## GOAL OF THE EXERCISE:
Reproduce, character for character, the part of the material below that opens with the line containing "target: light bulb" and runs through the final line of the material, both ends included.

>> begin

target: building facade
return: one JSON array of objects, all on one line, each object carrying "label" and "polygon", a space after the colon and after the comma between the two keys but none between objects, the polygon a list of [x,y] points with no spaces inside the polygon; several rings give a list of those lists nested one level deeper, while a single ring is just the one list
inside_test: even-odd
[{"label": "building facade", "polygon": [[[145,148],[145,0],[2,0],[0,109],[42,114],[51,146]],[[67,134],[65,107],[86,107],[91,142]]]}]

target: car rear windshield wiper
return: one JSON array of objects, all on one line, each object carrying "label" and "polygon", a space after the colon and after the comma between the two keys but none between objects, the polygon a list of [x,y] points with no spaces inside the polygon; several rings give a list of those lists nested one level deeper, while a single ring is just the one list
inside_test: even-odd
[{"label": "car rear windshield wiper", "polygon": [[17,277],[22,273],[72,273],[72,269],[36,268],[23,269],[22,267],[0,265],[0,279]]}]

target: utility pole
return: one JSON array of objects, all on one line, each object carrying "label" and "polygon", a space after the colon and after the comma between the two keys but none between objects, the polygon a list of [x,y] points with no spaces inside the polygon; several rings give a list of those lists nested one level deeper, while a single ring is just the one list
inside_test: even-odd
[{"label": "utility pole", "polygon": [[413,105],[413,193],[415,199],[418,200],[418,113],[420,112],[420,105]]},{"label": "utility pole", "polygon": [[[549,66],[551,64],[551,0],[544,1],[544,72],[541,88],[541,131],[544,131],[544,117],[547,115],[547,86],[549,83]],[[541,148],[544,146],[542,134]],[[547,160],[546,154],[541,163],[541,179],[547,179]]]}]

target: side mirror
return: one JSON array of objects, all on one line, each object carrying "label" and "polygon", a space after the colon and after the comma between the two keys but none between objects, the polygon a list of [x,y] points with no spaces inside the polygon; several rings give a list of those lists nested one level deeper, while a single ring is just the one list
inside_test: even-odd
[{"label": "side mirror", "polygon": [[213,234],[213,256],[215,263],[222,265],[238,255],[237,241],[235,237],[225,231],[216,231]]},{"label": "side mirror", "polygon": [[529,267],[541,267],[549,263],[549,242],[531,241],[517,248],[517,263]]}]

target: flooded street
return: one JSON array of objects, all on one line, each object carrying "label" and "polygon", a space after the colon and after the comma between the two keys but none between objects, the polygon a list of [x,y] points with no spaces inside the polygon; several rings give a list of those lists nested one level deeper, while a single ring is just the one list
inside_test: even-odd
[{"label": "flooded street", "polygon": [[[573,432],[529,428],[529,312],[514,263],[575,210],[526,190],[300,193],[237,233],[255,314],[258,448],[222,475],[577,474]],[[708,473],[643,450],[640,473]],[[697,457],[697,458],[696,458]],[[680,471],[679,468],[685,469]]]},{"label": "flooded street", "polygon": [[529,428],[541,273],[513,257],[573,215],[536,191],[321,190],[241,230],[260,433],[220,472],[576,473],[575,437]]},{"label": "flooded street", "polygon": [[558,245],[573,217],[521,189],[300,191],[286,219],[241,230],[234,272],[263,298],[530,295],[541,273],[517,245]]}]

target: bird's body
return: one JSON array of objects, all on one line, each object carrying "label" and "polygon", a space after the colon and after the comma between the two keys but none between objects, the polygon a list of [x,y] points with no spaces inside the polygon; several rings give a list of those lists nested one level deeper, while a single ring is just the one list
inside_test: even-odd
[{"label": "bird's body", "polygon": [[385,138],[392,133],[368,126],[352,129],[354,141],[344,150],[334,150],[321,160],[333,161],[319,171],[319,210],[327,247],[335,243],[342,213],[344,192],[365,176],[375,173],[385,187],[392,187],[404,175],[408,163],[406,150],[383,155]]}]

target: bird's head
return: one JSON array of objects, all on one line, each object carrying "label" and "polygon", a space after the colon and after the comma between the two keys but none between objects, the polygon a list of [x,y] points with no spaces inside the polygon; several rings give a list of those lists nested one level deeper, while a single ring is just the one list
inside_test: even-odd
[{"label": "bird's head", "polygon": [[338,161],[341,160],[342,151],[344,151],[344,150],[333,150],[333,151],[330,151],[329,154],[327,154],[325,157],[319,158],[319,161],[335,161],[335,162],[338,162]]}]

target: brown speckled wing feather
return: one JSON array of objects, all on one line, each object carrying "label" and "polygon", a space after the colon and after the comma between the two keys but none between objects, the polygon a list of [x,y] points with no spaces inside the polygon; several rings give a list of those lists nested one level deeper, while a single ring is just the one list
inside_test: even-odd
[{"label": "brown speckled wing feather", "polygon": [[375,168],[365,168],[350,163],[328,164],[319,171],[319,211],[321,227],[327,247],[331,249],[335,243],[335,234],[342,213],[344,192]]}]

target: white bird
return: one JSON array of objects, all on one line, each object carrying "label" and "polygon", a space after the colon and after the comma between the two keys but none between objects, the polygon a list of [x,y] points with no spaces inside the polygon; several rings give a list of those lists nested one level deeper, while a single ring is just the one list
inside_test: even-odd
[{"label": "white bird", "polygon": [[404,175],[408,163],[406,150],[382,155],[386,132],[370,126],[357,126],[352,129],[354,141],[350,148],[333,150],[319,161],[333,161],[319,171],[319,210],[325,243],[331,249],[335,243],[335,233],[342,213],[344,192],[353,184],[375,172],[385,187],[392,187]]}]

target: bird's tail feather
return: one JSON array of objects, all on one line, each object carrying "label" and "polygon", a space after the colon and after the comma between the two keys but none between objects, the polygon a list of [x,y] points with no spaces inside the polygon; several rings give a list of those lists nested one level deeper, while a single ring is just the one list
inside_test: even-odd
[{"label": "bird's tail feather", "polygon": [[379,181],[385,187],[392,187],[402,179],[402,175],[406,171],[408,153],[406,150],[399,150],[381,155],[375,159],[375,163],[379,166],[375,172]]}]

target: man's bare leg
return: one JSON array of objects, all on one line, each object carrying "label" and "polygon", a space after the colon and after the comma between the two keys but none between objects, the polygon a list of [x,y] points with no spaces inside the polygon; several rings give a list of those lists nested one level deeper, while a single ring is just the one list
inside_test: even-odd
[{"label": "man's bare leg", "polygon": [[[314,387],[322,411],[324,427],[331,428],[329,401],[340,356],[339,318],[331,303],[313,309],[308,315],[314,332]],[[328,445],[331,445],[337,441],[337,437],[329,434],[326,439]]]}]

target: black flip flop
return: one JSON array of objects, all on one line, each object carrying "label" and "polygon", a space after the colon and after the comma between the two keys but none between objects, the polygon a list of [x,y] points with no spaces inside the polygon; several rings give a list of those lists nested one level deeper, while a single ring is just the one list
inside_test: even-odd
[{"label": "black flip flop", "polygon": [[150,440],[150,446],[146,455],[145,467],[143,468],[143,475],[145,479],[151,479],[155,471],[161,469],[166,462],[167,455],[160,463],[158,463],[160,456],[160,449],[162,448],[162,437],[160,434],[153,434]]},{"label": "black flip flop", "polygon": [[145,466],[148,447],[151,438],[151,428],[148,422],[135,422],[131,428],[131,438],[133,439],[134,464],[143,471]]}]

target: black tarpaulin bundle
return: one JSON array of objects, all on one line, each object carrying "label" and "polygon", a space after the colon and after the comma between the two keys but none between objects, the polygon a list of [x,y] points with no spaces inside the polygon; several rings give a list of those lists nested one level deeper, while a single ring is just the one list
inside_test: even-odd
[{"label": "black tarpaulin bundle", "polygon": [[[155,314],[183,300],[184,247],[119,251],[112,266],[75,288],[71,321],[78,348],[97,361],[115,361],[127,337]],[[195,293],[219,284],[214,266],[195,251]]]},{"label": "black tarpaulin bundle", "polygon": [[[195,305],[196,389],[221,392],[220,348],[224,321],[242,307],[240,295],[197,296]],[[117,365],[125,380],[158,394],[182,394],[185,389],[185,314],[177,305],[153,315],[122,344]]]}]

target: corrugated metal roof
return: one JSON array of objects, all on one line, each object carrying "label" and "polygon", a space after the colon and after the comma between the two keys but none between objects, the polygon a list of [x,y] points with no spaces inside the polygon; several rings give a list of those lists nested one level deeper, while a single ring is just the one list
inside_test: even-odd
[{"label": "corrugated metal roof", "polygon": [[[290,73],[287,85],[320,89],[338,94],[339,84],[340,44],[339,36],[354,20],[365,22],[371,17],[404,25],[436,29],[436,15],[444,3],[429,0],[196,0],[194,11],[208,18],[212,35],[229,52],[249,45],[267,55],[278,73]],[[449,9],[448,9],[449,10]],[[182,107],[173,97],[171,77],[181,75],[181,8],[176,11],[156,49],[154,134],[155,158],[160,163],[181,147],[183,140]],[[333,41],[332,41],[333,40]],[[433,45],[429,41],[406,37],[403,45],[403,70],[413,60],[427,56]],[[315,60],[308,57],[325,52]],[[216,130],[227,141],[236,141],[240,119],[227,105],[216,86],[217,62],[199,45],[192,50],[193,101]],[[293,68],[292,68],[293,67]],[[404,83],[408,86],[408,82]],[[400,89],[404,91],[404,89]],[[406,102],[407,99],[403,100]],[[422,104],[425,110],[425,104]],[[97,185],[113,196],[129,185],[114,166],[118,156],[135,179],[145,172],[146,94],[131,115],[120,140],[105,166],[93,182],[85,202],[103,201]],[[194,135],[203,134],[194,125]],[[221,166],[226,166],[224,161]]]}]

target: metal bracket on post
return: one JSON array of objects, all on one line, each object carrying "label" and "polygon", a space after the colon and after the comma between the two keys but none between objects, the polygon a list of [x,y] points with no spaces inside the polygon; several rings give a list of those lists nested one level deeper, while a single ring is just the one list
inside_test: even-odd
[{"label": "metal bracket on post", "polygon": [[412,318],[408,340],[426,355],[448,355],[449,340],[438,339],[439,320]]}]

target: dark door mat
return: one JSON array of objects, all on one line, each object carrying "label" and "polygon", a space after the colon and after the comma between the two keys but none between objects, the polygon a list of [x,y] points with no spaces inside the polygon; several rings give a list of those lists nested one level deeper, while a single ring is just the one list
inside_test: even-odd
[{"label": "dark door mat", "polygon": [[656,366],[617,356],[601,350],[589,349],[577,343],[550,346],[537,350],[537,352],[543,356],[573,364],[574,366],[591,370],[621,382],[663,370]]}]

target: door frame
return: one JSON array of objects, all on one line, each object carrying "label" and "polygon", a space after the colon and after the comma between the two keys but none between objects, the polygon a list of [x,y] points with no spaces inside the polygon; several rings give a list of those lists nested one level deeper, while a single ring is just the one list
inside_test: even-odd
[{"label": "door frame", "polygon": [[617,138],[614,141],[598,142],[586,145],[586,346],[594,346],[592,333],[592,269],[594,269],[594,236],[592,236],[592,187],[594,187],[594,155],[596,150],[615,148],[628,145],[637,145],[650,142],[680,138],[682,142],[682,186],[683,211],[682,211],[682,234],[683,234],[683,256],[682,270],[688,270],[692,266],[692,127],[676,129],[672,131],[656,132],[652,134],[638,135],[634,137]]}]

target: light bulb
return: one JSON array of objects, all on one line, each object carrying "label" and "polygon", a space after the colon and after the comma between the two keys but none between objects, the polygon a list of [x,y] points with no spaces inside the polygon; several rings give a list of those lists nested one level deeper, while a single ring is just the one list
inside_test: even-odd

>> end

## WORKED ANSWER:
target: light bulb
return: one JSON array of objects, all on one line, each object carrying "label" and "polygon", a space after the colon and after the comma between the two keys but none between objects, the polygon a list of [x,y] points with no spaces inside the polygon; several rings give a list of those lists nested one level deeper, while a single ring is just the one list
inside_test: even-odd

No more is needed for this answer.